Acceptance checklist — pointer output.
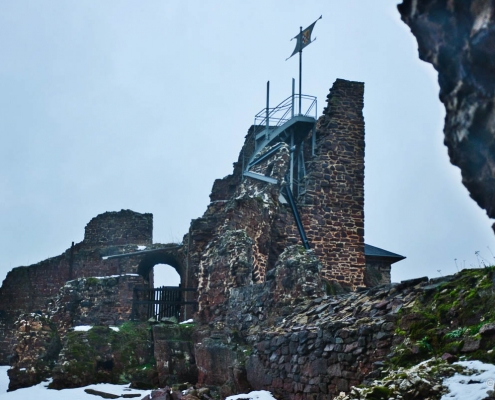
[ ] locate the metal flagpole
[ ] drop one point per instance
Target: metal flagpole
(300, 67)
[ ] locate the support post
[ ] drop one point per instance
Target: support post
(291, 160)
(71, 262)
(300, 67)
(293, 93)
(267, 110)
(313, 140)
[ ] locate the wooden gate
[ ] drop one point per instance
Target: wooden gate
(158, 303)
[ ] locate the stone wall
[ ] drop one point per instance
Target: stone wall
(94, 301)
(333, 211)
(117, 228)
(29, 289)
(331, 208)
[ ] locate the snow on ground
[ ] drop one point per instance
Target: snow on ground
(256, 395)
(40, 392)
(470, 387)
(82, 328)
(85, 328)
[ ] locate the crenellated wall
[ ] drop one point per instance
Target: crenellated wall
(332, 206)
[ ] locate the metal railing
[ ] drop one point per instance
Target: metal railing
(285, 111)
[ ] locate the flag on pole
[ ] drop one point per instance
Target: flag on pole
(303, 38)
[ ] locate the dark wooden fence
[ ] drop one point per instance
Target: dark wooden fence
(163, 302)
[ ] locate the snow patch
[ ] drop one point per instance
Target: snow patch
(256, 395)
(41, 392)
(82, 328)
(471, 384)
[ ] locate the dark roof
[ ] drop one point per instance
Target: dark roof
(372, 251)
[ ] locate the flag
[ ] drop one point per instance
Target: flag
(303, 38)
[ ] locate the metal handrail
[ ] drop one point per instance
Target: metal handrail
(284, 111)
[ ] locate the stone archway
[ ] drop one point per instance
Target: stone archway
(168, 301)
(145, 267)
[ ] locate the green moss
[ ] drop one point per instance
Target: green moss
(92, 281)
(467, 303)
(379, 392)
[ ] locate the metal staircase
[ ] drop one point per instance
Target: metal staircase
(278, 125)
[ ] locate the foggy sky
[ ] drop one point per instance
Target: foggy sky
(110, 105)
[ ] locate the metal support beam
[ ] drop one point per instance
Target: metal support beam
(293, 94)
(260, 177)
(268, 110)
(313, 140)
(291, 160)
(264, 156)
(297, 218)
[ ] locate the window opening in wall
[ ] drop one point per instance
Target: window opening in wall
(167, 296)
(165, 275)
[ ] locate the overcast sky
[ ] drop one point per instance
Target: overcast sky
(110, 105)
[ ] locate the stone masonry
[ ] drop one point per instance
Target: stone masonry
(30, 289)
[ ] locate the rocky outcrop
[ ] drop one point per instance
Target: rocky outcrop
(94, 301)
(458, 38)
(102, 354)
(174, 354)
(35, 353)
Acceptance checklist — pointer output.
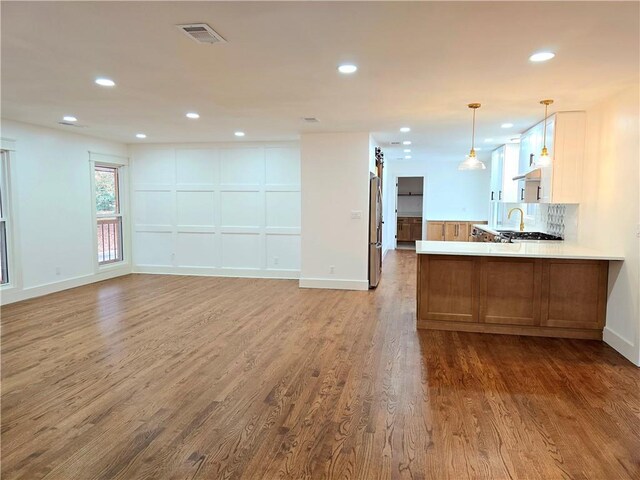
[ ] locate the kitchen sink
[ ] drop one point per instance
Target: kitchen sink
(514, 235)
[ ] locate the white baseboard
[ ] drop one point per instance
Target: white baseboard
(334, 284)
(621, 345)
(13, 295)
(217, 272)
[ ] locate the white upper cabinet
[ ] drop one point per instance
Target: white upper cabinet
(497, 162)
(561, 180)
(504, 166)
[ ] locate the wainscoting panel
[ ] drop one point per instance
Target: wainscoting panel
(220, 209)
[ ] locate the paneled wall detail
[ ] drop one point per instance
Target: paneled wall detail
(217, 211)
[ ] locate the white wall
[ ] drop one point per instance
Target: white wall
(335, 183)
(51, 202)
(610, 210)
(449, 194)
(217, 209)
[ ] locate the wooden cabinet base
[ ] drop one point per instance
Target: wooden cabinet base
(532, 331)
(515, 296)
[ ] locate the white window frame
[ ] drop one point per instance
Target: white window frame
(121, 163)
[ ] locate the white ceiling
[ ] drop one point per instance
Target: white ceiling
(419, 65)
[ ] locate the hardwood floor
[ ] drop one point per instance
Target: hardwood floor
(205, 378)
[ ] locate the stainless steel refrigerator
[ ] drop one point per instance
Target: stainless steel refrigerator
(375, 232)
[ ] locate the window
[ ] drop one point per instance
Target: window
(4, 248)
(108, 214)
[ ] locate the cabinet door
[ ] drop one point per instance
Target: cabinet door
(496, 173)
(528, 154)
(574, 293)
(464, 230)
(447, 288)
(510, 167)
(435, 230)
(510, 291)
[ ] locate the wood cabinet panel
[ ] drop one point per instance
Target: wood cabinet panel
(574, 294)
(517, 296)
(510, 291)
(447, 288)
(435, 230)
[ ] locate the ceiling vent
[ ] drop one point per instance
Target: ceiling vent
(201, 33)
(70, 124)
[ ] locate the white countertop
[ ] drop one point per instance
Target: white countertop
(495, 229)
(565, 250)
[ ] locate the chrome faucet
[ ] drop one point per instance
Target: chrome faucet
(521, 217)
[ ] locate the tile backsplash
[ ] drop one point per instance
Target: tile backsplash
(553, 218)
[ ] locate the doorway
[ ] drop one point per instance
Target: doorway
(409, 211)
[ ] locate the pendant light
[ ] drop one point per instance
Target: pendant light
(544, 159)
(472, 162)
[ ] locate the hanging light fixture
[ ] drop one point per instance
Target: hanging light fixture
(544, 159)
(472, 162)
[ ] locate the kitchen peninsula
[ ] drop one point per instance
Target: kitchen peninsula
(552, 289)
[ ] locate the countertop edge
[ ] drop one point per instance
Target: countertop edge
(489, 250)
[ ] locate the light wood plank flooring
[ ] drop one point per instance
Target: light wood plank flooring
(171, 377)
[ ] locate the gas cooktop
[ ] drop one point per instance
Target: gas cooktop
(528, 236)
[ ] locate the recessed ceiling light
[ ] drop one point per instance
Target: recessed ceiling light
(105, 82)
(541, 56)
(347, 68)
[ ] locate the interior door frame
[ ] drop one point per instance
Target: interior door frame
(395, 207)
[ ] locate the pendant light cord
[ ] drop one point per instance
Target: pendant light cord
(544, 130)
(473, 130)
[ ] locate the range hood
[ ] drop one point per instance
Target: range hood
(532, 176)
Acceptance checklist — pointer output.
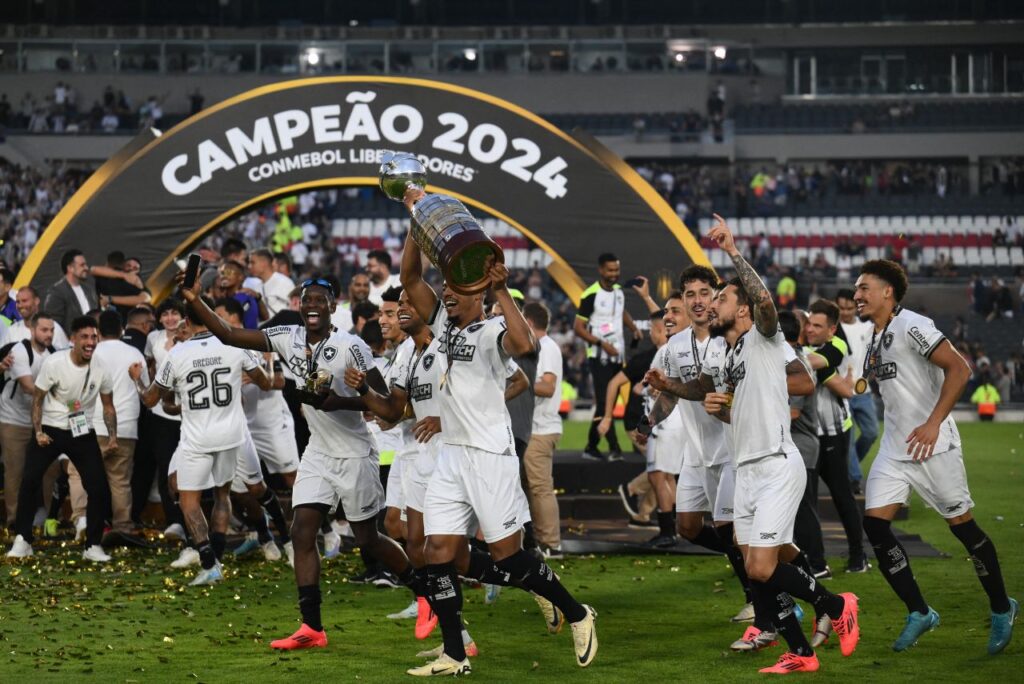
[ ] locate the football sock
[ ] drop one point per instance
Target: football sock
(764, 606)
(309, 599)
(986, 563)
(894, 563)
(784, 618)
(270, 504)
(795, 582)
(206, 555)
(667, 523)
(218, 541)
(527, 572)
(445, 599)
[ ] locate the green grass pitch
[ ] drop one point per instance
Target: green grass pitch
(660, 618)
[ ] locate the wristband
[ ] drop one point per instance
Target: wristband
(644, 427)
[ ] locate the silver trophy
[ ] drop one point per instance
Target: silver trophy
(442, 227)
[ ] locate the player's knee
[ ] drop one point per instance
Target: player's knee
(876, 528)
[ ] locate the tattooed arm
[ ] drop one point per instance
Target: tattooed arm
(762, 306)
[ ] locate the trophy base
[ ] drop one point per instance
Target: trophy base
(466, 259)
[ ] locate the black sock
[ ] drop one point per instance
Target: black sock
(482, 568)
(414, 580)
(735, 558)
(986, 563)
(527, 572)
(710, 539)
(667, 523)
(206, 555)
(894, 563)
(309, 599)
(764, 606)
(784, 618)
(445, 599)
(797, 583)
(218, 541)
(272, 507)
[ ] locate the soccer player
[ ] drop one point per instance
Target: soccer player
(477, 473)
(207, 374)
(770, 475)
(920, 377)
(340, 464)
(829, 356)
(66, 392)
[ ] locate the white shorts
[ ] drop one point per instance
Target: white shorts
(710, 488)
(354, 483)
(198, 471)
(941, 482)
(276, 449)
(665, 453)
(470, 485)
(247, 469)
(418, 471)
(768, 493)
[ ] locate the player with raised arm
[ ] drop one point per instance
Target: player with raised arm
(477, 473)
(340, 465)
(207, 375)
(770, 475)
(920, 377)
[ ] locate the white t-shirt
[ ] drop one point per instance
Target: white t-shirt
(342, 434)
(83, 302)
(392, 281)
(20, 331)
(858, 337)
(473, 412)
(276, 291)
(116, 356)
(546, 418)
(755, 368)
(207, 375)
(156, 348)
(15, 404)
(70, 388)
(909, 384)
(707, 442)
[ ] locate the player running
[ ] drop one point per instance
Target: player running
(920, 377)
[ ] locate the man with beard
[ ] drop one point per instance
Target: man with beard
(770, 475)
(920, 377)
(340, 464)
(477, 473)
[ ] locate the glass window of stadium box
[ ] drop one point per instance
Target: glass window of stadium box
(323, 58)
(366, 57)
(8, 56)
(184, 57)
(458, 57)
(412, 57)
(47, 56)
(505, 57)
(279, 57)
(548, 57)
(231, 57)
(95, 57)
(598, 56)
(138, 57)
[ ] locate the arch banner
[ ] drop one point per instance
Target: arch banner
(165, 193)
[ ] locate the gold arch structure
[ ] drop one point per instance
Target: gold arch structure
(142, 146)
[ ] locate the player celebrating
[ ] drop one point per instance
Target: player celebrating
(340, 464)
(914, 365)
(207, 375)
(477, 440)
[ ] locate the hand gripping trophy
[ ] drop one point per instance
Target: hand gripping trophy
(442, 227)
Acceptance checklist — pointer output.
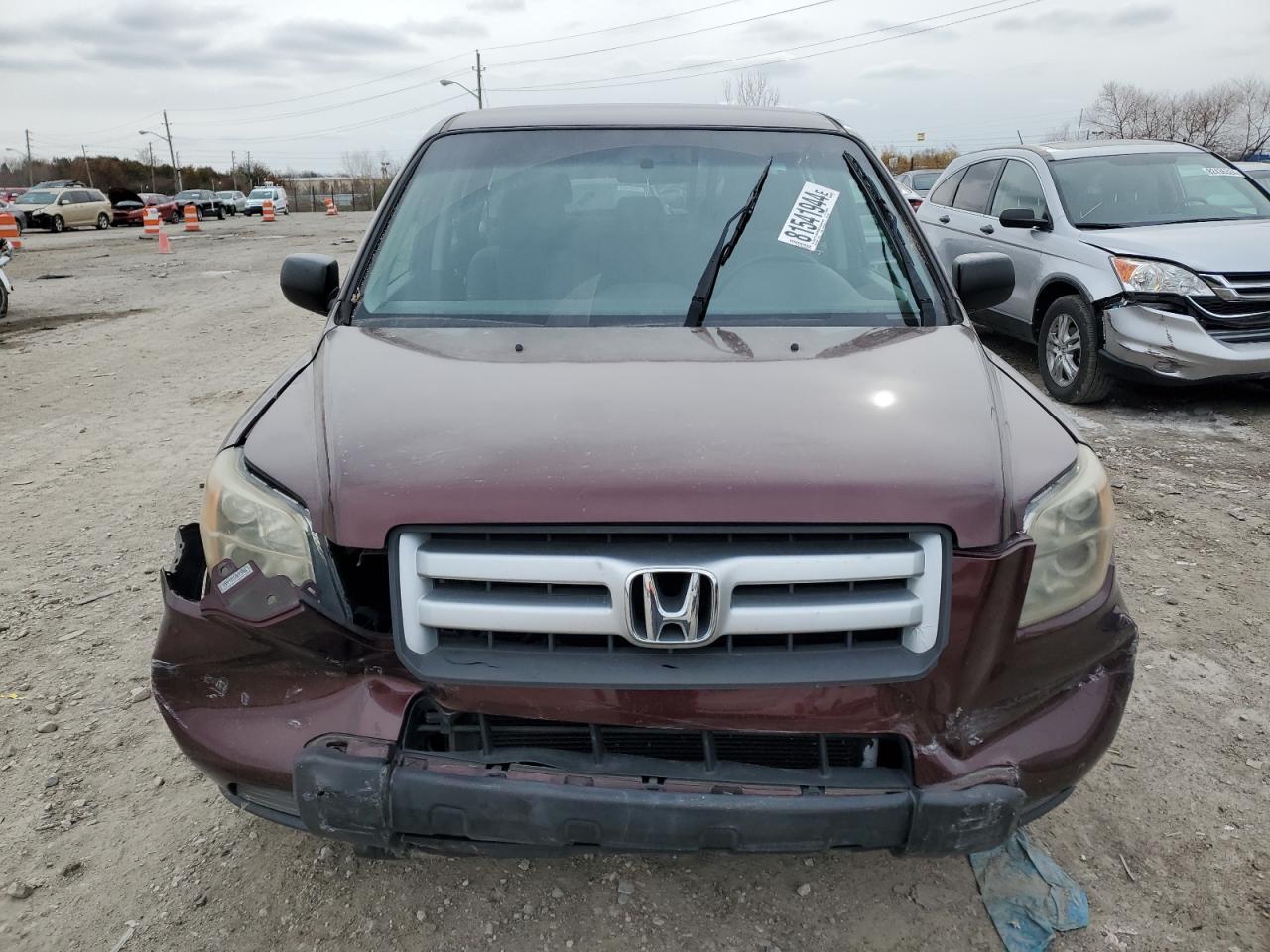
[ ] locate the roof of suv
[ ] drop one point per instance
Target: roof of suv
(642, 114)
(1109, 146)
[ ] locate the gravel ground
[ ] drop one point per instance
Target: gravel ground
(119, 372)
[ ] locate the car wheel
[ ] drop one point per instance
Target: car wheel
(1067, 352)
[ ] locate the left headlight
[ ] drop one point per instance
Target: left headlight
(1071, 524)
(1150, 277)
(245, 521)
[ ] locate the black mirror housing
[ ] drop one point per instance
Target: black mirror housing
(310, 281)
(983, 280)
(1023, 218)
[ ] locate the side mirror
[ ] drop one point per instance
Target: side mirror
(1024, 218)
(983, 280)
(310, 281)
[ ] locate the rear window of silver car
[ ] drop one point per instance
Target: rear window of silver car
(593, 227)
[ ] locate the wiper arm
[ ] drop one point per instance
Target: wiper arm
(892, 227)
(699, 303)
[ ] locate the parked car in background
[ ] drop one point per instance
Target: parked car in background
(18, 214)
(275, 193)
(828, 575)
(1257, 172)
(920, 180)
(206, 202)
(58, 209)
(234, 202)
(1134, 259)
(128, 207)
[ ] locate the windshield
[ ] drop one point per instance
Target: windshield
(925, 180)
(1155, 188)
(601, 227)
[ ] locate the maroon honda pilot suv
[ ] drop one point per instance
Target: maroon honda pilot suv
(647, 489)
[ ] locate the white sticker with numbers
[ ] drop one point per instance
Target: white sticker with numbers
(811, 213)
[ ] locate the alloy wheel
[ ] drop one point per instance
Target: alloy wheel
(1064, 349)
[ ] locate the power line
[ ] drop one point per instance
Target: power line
(616, 81)
(672, 36)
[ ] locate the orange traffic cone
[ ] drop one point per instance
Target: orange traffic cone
(9, 230)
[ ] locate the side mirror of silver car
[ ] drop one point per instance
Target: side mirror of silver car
(310, 281)
(983, 280)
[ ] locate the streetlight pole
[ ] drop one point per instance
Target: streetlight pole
(172, 153)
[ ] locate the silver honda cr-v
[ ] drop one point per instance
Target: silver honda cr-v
(1132, 259)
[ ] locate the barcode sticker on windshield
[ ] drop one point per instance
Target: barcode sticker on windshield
(811, 213)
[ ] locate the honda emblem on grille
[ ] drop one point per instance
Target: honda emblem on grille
(668, 607)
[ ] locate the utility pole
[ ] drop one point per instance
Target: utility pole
(172, 153)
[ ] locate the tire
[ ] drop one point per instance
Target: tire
(1067, 353)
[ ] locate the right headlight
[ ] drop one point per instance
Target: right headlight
(245, 521)
(1071, 524)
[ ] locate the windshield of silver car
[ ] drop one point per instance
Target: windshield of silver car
(1155, 188)
(606, 227)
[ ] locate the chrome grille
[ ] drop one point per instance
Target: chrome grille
(567, 592)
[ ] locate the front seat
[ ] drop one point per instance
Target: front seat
(526, 259)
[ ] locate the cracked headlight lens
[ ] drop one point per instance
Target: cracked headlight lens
(245, 521)
(1071, 524)
(1159, 278)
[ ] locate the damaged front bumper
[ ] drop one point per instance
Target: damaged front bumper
(307, 720)
(1166, 345)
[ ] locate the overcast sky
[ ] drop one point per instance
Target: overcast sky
(300, 82)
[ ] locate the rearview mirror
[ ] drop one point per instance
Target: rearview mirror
(983, 280)
(310, 281)
(1023, 218)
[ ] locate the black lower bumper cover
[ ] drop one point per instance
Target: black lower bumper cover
(375, 803)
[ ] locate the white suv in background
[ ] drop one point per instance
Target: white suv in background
(275, 193)
(1132, 258)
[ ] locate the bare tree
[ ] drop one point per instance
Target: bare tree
(751, 87)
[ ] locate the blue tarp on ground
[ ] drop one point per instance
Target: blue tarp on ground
(1028, 895)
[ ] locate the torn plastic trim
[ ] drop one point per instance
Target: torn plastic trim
(359, 791)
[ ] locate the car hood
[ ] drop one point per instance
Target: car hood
(1218, 246)
(644, 425)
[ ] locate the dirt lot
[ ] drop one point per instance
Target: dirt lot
(119, 372)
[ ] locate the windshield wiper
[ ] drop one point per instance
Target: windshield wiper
(892, 227)
(699, 303)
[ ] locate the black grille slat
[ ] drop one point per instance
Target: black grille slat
(495, 735)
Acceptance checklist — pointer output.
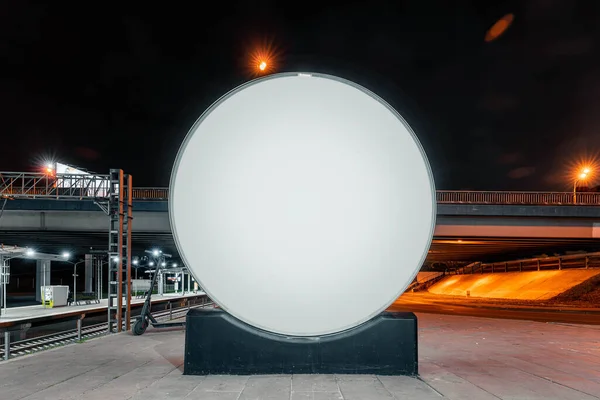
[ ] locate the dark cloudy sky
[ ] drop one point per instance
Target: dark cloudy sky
(117, 85)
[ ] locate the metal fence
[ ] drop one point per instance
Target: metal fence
(526, 198)
(64, 186)
(32, 185)
(572, 261)
(454, 197)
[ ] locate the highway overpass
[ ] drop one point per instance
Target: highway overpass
(470, 225)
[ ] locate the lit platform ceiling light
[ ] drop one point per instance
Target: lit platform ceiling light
(499, 27)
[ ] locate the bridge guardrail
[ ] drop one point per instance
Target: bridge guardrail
(454, 197)
(525, 198)
(571, 261)
(21, 185)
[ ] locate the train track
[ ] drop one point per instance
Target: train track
(41, 343)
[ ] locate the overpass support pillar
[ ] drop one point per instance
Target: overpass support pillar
(42, 277)
(89, 273)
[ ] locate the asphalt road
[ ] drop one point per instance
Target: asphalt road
(424, 305)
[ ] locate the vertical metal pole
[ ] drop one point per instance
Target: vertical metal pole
(75, 284)
(120, 258)
(6, 345)
(129, 249)
(4, 279)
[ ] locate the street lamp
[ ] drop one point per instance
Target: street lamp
(5, 274)
(66, 255)
(583, 175)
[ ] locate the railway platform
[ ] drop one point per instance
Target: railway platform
(37, 314)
- - - -
Exactly the lines from the top of the listing through the line holding "[ ] locate the metal handrail" should be repeated, with pictures left out.

__Reply to the exercise__
Acceptance checklist — pointer output.
[ ] locate the metal flagpole
[ ] drop one point per instance
Target: metal flagpole
(300, 67)
[ ] locate the support post
[ ] drop one point per instance
Target: support post
(291, 160)
(71, 262)
(300, 67)
(293, 93)
(267, 110)
(313, 140)
[ ] locate the wooden gate
[ ] drop one point per instance
Target: wooden gate
(158, 303)
[ ] locate the stone wall
[ ] drop one point per instance
Target: stone wall
(94, 301)
(333, 211)
(117, 228)
(29, 289)
(331, 208)
[ ] locate the snow on ground
[ ] drop one point per instance
Target: snow on ground
(256, 395)
(40, 392)
(470, 387)
(82, 328)
(85, 328)
[ ] locate the crenellated wall
[ ] drop one point per instance
Target: crenellated wall
(332, 206)
[ ] locate the metal railing
[ ] drop one point per instance
Target: metal railing
(285, 111)
[ ] locate the flag on pole
[ ] drop one point per instance
Target: flag on pole
(303, 38)
[ ] locate the dark wooden fence
[ ] drop one point per instance
Target: dark wooden fence
(163, 302)
[ ] locate the snow patch
[ ] drop one point per instance
Target: snow patch
(256, 395)
(41, 392)
(82, 328)
(471, 384)
[ ] locate the dark roof
[ ] drop one point per instance
Target: dark roof
(372, 251)
[ ] locate the flag
[ ] drop one point per instance
Target: flag
(303, 38)
[ ] locate the metal handrail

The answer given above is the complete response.